A GSM modem is used to send the position (Latitude and Longitude) of the vehicle from a remote place. The GPS modem will continuously give the data i. e. the latitude and longitude indicating the position of the vehicle. The GPS modem gives many parameters as the output, but only the NMEA data coming out is read and displayed on to the LCD. The same data is sent to the mobile at the other end from where the position of the vehicle is demanded. An EEPROM is used to store the mobile number. The hardware interfaces to microcontroller are LCD display, GSM modem and GPS Receiver.

The design uses RS-232 protocol for serial communication between the modems and the microcontroller. A serial driver IC is used for converting TTL voltage levels to RS-232 voltage levels. When the request by user is sent to the number at the modem, the system automatically sends a return reply to that mobile indicating the position of the vehicle in terms of latitude and longitude. SOFTWARE: Embedded ‘C’ TOOLS: Keil uvision, uC flash programmer. TARGET DEVICE: P89V51RD2(8051 Microcontroller) APPLICATIONS: Vehicle tracking. ADVANTAGES: Low cost, automated operation, Low Power consumption.

REFERENCE: The 8051 micro controller and embedded systems by Mazidi Index 1. Introduction to Embedded Systems 2. 8051 , Block diagram , Pin description 3. P89V51RD2 Microcontrollers 4. GPS, 5. GSM 6. LCD 7. Working flow of the project Block diagram and Schematic diagram 8. Source code 9. Keil software 10. Conclusion 11. Bibliography Chapter 1 Introduction to Embedded Systems EMBEDDED SYSTEM An embedded system is a special-purpose computer system designed to perform one or a few dedicated functions, sometimes with real-time computing constraints.

It is usually embedded as part of a complete device including hardware and mechanical parts. In contrast, a general-purpose computer, such as a personal computer, can do many different tasks depending on programming. Embedded systems have become very important today as they control many of the common devices we use. Since the embedded system is dedicated to specific tasks, design engineers can optimize it, reducing the size and cost of the product, or increasing the reliability and performance.

» EXCERPTED DATA
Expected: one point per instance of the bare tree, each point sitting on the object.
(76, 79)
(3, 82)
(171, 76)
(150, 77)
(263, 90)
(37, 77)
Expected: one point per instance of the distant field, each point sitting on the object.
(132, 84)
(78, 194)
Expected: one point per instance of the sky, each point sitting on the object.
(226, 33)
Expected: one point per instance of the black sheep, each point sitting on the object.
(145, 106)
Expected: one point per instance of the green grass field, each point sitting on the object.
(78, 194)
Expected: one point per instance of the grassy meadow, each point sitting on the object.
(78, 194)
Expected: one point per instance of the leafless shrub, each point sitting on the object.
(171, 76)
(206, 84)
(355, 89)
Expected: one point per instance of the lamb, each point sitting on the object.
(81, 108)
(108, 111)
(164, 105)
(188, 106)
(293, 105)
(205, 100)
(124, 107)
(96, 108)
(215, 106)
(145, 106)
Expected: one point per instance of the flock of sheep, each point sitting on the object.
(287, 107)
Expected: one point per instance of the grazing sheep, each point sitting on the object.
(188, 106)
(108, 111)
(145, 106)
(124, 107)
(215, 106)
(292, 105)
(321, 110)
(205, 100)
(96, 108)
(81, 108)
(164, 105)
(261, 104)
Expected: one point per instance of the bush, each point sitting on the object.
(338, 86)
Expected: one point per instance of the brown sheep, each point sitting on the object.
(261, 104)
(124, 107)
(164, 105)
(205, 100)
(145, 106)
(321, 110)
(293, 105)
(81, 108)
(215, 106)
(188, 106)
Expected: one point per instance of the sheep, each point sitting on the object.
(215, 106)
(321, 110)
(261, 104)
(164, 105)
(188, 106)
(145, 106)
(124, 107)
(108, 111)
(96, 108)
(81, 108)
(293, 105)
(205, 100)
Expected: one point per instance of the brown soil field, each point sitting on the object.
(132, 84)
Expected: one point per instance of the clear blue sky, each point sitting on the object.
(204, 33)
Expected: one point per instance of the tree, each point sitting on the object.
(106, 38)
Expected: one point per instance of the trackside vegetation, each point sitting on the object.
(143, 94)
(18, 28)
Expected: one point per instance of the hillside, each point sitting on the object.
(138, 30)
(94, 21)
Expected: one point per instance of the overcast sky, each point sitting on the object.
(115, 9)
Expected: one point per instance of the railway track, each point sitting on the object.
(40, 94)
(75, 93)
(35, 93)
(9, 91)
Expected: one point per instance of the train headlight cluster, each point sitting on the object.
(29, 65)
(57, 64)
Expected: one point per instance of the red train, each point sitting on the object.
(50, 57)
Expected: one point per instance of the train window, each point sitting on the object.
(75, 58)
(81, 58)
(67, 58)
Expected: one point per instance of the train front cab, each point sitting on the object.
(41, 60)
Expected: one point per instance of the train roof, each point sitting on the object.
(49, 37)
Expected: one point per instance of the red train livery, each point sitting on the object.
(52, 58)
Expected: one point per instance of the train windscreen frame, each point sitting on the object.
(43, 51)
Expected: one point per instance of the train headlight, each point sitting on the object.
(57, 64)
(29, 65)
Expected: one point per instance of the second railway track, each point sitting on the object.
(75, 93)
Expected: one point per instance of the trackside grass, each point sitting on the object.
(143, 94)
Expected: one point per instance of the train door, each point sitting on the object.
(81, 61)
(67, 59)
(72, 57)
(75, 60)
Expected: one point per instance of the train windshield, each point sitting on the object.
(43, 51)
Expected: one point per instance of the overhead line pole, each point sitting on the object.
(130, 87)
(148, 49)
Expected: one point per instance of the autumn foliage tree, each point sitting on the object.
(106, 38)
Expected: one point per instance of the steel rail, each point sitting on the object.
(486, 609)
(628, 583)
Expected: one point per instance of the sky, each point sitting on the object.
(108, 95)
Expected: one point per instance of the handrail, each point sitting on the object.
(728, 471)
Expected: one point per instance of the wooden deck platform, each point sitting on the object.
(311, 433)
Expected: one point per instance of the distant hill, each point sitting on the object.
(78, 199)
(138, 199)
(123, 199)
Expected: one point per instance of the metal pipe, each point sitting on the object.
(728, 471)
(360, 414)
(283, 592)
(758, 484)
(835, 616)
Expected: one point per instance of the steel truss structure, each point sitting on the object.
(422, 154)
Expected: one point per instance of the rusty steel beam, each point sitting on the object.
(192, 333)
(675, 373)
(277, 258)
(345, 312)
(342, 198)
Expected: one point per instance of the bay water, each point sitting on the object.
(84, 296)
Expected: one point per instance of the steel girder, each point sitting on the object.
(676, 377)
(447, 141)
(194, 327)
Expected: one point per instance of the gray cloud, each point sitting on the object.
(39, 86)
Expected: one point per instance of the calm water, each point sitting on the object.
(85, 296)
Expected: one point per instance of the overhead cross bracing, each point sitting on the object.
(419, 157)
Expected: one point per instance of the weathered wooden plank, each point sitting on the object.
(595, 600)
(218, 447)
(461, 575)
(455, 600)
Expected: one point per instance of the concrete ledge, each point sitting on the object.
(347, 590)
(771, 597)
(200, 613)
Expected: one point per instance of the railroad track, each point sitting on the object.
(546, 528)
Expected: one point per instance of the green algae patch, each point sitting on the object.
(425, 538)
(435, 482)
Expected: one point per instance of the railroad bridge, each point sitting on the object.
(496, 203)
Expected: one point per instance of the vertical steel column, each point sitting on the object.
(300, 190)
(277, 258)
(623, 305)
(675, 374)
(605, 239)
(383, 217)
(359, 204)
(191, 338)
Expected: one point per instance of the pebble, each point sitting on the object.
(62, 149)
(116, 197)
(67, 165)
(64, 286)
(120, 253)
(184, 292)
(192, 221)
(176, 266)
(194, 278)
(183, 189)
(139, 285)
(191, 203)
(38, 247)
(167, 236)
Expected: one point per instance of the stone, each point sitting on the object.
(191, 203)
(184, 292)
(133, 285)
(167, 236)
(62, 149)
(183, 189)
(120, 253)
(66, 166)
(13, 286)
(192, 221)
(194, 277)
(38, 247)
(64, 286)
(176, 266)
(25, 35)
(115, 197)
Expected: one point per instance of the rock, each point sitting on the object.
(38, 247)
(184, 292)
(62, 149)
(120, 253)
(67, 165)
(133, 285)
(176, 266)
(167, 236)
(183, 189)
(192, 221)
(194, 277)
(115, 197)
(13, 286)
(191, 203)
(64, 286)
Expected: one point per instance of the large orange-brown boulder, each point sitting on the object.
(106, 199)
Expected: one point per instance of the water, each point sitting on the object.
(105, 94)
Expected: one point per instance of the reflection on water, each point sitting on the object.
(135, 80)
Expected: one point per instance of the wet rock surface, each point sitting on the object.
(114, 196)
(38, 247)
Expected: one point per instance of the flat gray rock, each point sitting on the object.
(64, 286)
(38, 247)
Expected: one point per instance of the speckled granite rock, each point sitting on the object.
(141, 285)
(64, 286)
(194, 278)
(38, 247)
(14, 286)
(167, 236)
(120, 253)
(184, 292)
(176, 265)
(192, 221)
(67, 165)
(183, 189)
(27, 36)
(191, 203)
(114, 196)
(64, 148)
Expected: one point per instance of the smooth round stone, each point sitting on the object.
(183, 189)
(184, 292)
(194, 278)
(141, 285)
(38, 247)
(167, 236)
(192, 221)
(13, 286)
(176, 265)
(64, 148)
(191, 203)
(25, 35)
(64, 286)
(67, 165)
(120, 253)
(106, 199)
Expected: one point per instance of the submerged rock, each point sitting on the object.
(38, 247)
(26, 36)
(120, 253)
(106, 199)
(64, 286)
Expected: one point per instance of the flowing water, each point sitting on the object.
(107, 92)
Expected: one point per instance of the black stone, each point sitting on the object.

» SHORT EXERCISE
Please retype the part of the vehicle-tracking text starting at "REFERENCE: The 8051" and ending at "real-time computing constraints.".

» RESPONSE
REFERENCE: The 8051 micro controller and embedded systems by Mazidi Index 1. Introduction to Embedded Systems 2. 8051 , Block diagram , Pin description 3. P89V51RD2 Microcontrollers 4. GPS, 5. GSM 6. LCD 7. Working flow of the project Block diagram and Schematic diagram 8. Source code 9. Keil software 10. Conclusion 11. Bibliography Chapter 1 Introduction to Embedded Systems EMBEDDED SYSTEM An embedded system is a special-purpose computer system designed to perform one or a few dedicated functions, sometimes with real-time computing constraints.